──────── Supplied data ────────

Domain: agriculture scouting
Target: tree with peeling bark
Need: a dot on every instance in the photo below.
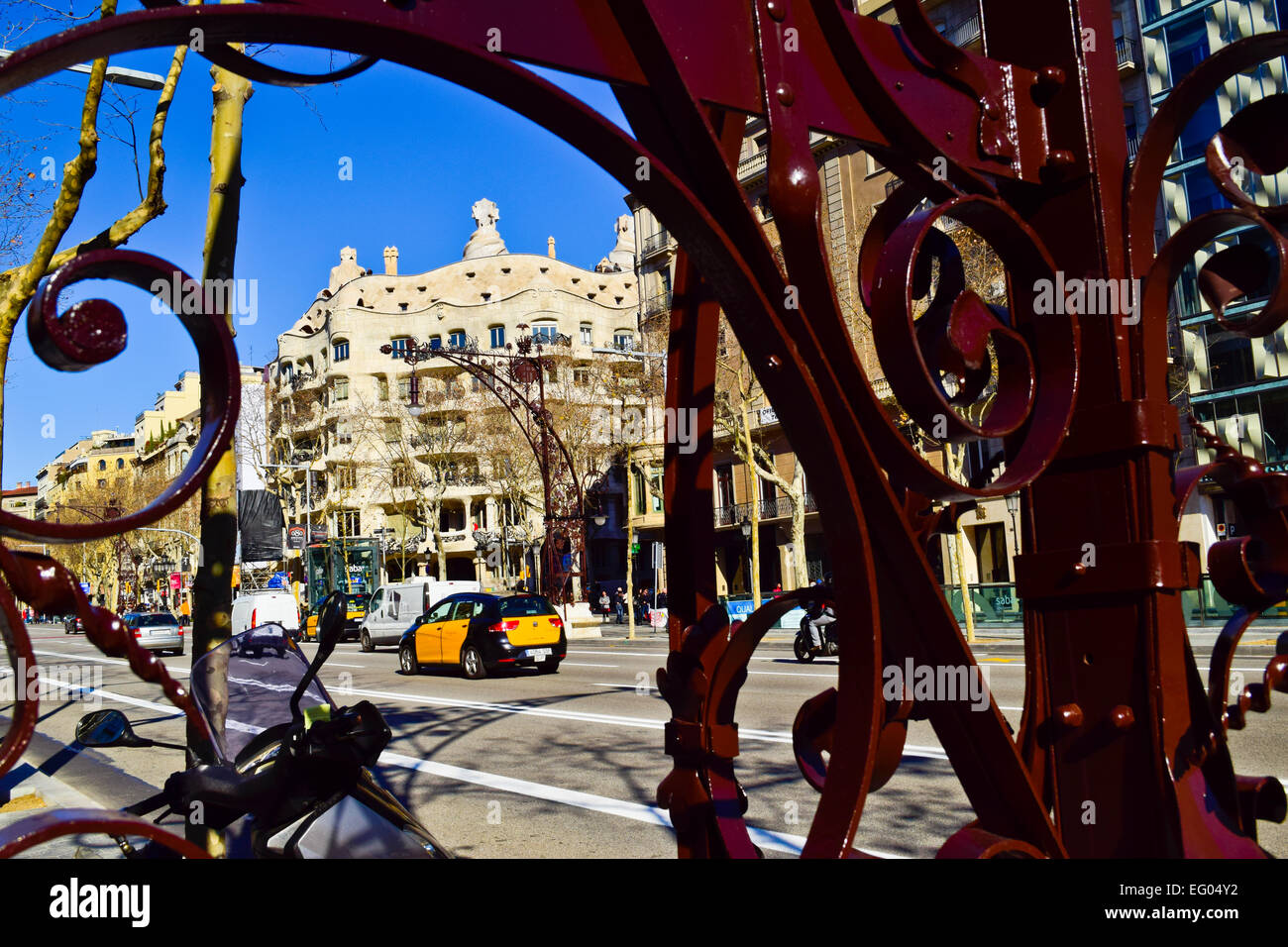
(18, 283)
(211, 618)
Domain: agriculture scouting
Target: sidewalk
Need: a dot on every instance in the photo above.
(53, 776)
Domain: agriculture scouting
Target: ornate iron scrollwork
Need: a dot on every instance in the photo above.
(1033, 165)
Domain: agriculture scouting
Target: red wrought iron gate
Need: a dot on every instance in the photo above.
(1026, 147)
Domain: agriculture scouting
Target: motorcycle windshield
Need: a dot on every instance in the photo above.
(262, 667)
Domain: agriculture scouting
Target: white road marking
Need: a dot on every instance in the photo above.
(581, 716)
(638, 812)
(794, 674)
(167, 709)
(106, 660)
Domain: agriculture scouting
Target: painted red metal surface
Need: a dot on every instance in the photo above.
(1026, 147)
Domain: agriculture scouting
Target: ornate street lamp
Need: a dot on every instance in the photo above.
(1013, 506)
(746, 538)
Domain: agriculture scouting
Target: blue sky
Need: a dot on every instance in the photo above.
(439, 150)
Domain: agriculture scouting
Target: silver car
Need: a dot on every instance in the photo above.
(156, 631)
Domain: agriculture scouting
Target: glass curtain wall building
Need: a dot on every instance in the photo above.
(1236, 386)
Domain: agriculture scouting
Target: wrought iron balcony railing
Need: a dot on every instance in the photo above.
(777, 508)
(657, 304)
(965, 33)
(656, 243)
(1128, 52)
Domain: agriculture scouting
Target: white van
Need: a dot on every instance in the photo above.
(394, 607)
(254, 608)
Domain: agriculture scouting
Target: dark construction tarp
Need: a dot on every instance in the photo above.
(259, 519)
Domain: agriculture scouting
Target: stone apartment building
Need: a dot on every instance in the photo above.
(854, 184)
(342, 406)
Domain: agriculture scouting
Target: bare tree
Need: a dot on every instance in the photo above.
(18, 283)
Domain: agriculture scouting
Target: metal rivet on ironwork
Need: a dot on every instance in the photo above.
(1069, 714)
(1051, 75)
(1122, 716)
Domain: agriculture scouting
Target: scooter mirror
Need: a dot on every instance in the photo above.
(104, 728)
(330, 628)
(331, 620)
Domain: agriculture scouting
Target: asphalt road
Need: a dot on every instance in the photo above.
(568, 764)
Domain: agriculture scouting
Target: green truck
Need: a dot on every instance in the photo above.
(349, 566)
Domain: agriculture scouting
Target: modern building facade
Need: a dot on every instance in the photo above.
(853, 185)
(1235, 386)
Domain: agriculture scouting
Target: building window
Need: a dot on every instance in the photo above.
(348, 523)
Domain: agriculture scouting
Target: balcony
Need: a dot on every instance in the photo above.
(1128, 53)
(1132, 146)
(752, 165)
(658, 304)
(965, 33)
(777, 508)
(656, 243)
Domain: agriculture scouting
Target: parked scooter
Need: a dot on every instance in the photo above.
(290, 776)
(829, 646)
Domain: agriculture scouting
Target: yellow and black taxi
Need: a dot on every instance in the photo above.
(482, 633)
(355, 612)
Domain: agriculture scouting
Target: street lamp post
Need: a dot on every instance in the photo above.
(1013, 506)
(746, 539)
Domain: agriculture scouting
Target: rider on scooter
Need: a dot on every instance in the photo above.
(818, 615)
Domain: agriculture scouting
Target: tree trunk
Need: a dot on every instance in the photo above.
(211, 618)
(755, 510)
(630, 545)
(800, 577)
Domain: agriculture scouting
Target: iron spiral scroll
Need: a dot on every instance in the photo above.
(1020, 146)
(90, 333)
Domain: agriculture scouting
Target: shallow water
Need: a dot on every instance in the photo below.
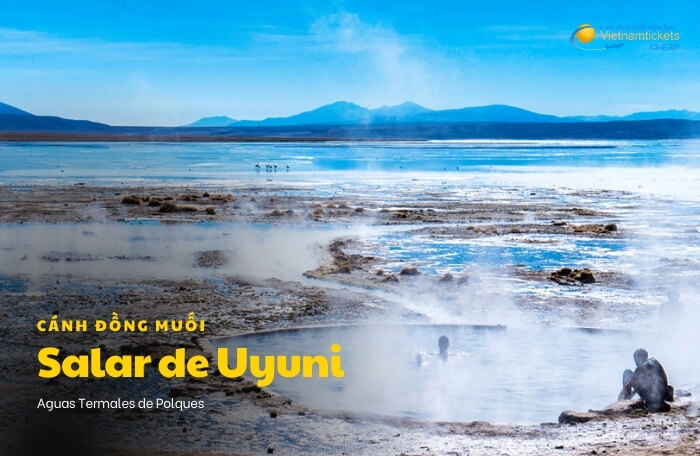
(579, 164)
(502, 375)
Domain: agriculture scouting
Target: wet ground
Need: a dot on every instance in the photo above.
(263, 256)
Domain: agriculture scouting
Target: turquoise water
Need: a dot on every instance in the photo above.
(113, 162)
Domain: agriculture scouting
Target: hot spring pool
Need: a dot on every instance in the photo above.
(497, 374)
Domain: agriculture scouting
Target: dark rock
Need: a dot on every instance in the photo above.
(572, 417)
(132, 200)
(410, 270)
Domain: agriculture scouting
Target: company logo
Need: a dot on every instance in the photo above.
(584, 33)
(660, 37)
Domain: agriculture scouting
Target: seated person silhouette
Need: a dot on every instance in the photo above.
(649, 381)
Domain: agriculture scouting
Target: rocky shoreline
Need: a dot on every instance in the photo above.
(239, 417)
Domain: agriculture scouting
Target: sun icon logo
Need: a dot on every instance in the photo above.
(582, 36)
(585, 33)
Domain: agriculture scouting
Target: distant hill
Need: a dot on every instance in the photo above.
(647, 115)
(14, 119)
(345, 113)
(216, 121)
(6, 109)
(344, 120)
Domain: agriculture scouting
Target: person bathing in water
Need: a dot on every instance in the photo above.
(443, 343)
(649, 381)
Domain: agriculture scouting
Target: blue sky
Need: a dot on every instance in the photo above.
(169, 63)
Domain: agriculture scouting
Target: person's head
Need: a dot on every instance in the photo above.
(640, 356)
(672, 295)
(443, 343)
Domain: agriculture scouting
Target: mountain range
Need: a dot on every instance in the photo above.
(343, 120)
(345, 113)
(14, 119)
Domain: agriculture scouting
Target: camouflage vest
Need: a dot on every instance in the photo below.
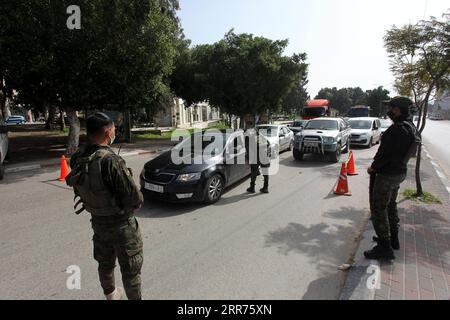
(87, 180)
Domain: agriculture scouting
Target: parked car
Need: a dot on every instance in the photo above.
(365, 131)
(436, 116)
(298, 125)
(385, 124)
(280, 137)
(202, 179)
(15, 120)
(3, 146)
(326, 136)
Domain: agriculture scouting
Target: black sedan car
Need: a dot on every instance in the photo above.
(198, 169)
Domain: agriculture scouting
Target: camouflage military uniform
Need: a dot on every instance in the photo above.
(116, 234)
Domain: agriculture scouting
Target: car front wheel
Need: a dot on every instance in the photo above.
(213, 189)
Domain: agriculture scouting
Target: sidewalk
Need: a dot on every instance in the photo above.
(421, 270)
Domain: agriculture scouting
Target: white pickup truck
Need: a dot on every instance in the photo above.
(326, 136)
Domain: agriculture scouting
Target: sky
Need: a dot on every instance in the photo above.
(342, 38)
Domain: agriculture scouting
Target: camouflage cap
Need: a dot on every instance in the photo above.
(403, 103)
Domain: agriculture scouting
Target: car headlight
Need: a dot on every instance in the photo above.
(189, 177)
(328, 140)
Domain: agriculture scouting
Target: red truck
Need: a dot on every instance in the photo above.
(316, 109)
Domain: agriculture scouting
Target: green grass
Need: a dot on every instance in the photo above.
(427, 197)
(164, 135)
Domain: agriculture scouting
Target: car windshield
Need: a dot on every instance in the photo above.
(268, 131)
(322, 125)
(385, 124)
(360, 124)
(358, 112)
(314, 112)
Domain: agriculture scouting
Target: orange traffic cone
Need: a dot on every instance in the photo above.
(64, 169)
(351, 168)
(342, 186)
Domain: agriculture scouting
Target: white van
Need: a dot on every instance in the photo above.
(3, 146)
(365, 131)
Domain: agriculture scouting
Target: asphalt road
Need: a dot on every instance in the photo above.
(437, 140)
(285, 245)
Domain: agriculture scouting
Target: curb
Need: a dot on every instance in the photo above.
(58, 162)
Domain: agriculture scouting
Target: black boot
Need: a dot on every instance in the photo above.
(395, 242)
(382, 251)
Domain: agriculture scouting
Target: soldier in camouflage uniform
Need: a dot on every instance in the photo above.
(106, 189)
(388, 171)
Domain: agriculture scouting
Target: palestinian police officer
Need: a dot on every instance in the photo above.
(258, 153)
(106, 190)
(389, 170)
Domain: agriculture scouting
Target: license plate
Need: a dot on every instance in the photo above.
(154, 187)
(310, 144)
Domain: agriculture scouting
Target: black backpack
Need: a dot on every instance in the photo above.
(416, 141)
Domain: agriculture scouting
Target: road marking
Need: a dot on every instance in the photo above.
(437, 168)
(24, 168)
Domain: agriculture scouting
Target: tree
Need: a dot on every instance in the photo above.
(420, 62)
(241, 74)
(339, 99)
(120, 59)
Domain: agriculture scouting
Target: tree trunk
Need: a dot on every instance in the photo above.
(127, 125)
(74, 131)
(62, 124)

────────

Given exercise: Output the lines above as a numbered list, from the very first one through the line that contains "(1033, 165)", with both ends included and blank lines dropped. Leave the pictures out.

Answer below:
1. Domain: agriculture scouting
2. Target: tree with peeling bark
3. Need: a dot on every instance in the photo below.
4. (18, 283)
5. (211, 618)
6. Domain: agriculture scouting
7. Target: sidewalk
8. Need: a dot on every instance in the photo above.
9. (53, 776)
10. Domain: agriculture scouting
11. Target: ornate iron scrollwork
12. Need: a dot on every instance in the photo above.
13. (1033, 165)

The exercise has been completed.